To do: Lines before the one containing "Provide the location of every instance of the thick" are excluded; reproduce that line and all lines after it in the entries below, exactly.

Stored data:
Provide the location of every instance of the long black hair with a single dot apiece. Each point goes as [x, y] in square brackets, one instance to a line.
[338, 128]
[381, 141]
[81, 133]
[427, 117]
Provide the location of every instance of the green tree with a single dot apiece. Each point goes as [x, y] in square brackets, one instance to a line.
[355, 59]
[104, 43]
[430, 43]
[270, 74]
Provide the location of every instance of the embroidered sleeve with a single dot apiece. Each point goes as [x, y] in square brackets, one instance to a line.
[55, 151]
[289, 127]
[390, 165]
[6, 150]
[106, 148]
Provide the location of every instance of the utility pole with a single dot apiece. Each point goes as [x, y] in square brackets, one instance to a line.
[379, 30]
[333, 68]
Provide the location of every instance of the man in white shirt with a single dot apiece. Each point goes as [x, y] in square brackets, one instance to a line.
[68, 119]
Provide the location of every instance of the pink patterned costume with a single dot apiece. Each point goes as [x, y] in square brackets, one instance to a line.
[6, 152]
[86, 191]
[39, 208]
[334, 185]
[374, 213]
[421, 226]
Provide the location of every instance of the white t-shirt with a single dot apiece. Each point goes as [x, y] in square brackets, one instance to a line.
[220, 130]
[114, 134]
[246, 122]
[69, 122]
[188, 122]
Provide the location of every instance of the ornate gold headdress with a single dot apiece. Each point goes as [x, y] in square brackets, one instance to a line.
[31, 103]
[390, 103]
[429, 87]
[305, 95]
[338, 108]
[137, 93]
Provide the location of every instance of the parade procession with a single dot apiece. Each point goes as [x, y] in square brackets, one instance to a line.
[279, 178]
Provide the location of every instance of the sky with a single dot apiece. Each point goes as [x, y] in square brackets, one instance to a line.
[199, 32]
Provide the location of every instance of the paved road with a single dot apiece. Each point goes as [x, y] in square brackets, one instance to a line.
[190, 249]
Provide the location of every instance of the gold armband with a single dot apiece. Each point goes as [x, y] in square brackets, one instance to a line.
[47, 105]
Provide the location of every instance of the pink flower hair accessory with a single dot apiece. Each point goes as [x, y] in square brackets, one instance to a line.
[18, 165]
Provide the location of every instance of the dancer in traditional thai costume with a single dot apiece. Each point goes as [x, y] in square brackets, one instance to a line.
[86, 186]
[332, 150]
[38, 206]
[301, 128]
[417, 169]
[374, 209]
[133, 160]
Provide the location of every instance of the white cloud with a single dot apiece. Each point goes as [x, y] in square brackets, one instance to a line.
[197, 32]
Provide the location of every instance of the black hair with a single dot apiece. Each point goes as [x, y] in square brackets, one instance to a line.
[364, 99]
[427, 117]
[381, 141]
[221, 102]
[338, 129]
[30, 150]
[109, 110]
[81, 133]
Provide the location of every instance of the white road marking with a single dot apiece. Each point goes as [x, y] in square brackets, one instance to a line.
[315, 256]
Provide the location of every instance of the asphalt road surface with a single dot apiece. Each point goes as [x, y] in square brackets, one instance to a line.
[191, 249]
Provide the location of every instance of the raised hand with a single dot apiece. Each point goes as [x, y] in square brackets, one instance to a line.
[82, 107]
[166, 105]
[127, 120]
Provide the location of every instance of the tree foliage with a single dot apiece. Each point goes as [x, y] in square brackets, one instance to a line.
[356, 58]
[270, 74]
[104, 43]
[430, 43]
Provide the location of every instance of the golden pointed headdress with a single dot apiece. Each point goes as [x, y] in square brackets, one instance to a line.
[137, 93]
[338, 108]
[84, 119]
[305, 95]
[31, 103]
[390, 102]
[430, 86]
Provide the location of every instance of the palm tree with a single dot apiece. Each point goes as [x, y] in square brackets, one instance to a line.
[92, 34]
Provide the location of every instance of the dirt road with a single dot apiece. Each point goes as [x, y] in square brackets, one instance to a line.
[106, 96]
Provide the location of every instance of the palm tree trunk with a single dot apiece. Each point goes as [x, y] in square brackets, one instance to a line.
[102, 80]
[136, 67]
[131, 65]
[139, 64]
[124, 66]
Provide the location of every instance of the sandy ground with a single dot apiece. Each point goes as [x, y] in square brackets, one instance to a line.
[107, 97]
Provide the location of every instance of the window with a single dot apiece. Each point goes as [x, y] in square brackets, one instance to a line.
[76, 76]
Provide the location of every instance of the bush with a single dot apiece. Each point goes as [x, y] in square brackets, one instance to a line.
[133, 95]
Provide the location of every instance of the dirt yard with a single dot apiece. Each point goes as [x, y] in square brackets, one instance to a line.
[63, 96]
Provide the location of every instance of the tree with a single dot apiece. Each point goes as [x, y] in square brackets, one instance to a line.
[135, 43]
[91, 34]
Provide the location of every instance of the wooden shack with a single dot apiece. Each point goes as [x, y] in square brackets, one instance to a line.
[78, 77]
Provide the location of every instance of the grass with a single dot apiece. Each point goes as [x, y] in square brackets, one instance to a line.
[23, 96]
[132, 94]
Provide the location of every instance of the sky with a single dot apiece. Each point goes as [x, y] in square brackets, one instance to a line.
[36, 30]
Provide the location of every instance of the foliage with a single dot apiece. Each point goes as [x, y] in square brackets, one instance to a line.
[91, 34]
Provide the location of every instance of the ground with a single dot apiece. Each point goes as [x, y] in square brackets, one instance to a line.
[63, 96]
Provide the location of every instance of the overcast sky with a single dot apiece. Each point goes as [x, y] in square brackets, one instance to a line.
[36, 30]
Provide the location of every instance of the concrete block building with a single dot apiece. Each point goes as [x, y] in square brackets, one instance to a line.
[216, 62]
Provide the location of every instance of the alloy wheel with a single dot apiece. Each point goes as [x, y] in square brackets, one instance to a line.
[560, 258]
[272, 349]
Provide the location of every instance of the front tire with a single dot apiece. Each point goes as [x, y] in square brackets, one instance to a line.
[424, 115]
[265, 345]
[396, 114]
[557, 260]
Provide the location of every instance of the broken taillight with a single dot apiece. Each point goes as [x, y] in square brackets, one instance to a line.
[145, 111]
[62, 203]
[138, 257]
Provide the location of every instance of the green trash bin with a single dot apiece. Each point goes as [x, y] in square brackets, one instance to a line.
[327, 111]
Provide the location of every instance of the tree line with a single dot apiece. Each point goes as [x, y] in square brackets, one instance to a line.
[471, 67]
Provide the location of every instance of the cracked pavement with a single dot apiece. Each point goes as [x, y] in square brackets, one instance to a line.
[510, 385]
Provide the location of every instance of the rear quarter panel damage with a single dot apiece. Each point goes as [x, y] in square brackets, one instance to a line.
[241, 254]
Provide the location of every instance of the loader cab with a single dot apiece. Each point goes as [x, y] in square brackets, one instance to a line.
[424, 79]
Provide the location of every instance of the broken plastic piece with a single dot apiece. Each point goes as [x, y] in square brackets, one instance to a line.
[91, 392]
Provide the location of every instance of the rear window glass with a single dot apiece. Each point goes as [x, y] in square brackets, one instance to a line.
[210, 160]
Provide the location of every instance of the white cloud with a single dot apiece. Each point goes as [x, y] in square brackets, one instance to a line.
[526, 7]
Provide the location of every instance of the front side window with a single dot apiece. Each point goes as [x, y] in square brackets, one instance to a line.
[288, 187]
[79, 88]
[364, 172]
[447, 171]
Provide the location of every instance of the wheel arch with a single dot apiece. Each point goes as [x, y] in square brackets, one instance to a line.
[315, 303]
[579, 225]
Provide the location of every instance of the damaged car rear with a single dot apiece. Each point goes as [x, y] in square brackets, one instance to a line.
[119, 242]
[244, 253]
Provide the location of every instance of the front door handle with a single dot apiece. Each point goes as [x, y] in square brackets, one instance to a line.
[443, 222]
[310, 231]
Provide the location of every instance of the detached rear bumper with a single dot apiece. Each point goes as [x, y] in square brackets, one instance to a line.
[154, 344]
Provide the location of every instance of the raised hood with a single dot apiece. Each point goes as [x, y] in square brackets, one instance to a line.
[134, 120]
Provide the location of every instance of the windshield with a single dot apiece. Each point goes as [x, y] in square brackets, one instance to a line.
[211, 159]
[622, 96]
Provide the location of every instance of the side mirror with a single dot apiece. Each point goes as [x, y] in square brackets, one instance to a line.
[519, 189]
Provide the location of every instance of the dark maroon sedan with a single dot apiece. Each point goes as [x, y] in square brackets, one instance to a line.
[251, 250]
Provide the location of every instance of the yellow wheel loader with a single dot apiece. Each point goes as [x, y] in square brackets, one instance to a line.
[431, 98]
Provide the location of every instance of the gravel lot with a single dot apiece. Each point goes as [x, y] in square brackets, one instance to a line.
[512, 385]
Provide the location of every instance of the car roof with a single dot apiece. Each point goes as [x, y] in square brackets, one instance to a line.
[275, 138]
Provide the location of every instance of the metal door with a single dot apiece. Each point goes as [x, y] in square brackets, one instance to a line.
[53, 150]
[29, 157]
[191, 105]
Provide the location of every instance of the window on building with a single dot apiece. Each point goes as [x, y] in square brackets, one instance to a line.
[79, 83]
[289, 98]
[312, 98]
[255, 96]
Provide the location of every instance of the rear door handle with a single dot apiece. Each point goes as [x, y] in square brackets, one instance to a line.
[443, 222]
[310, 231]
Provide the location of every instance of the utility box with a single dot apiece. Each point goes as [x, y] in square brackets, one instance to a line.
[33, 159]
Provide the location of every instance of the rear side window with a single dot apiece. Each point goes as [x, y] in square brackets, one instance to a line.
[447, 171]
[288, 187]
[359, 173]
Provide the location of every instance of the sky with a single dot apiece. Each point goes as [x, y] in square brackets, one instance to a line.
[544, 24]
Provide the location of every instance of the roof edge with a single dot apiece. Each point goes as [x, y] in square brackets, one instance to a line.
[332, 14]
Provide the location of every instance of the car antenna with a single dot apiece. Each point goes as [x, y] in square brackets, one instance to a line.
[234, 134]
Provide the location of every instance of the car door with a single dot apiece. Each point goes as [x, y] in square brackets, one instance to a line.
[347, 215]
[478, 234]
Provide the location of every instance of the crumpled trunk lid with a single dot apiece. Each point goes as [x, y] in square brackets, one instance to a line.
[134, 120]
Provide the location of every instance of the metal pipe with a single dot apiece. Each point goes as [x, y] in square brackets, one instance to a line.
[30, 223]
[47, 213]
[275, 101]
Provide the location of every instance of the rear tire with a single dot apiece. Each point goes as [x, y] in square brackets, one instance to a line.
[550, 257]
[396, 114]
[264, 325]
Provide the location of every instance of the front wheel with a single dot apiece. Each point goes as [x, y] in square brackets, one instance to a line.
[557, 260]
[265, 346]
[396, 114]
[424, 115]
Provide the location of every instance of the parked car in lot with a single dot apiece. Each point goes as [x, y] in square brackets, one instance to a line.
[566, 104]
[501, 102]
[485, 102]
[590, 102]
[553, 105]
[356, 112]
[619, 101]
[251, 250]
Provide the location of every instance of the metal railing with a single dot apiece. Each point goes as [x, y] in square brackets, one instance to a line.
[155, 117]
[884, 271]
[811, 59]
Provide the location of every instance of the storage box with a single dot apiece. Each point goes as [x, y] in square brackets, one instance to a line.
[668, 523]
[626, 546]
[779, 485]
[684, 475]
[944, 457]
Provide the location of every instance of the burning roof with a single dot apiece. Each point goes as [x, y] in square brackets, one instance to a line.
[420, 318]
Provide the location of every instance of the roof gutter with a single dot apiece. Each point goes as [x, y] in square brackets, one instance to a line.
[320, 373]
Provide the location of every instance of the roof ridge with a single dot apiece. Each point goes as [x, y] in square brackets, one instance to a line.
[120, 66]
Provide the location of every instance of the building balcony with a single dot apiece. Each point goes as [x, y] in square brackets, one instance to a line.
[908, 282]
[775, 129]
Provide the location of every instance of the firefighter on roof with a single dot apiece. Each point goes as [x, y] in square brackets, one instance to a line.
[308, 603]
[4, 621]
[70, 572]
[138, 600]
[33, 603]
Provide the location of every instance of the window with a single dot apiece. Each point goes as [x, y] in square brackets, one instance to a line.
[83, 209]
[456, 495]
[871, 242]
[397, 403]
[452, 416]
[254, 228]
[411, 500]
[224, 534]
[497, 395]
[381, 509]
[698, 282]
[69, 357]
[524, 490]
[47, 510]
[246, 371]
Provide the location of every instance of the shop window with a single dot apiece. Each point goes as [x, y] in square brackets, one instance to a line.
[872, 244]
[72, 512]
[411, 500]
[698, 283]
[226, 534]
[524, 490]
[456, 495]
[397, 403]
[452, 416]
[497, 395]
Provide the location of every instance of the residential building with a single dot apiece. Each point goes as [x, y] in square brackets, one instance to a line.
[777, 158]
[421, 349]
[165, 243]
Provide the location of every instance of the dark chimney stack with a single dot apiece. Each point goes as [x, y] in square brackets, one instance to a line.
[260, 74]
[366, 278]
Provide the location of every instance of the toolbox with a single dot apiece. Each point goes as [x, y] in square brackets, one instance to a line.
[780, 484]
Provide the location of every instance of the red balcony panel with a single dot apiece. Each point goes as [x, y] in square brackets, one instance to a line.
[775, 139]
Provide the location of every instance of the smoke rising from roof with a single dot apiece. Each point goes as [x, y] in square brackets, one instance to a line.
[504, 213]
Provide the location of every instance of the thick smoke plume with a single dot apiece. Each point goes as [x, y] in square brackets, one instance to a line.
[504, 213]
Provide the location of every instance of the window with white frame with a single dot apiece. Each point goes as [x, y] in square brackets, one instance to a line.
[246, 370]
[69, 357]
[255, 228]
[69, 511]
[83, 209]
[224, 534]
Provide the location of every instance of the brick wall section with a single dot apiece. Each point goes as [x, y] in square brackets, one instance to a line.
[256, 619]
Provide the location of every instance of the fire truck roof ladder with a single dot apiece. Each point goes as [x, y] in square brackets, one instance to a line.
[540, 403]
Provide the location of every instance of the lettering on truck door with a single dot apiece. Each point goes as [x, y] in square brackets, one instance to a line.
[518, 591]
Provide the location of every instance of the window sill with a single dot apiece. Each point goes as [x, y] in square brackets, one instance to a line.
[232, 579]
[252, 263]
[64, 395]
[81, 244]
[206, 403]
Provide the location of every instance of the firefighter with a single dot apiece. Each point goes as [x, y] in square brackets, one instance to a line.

Written solution:
Provide the location of every instance of the thick smoke plume with a single dot apiece. Each point goes as [x, y] in square brackets, one instance to a line.
[504, 213]
Provide the location of every instance of the window with white frame with a single dot apiece. Each point goes as [x, y] in square brackets, one instance to a line.
[246, 370]
[69, 357]
[255, 228]
[69, 511]
[83, 209]
[224, 534]
Provide the location of every instance of the brick wall section with a single dot apiece. Each point goes as [x, y] in square brackets, one instance to a line.
[256, 619]
Provide the location of every instance of the fire truck roof ladder with a single dot apiece. Each point goes as [x, y] in square brackets, one instance to a line.
[540, 403]
Provide the location of every instance of the lettering on truck door with a single dot apiece. Each point goes as [x, y] in square brackets, one instance to a line.
[518, 591]
Provide the location of every instance of the window sill with a single dot apiece. Each point goes as [x, y] in square brackets, one instance to a line.
[232, 579]
[252, 263]
[64, 395]
[81, 244]
[206, 403]
Provide the location of every instance of the firefighter with a single dot apiece. Each point goes as [x, y] in square brackets, one instance to a line.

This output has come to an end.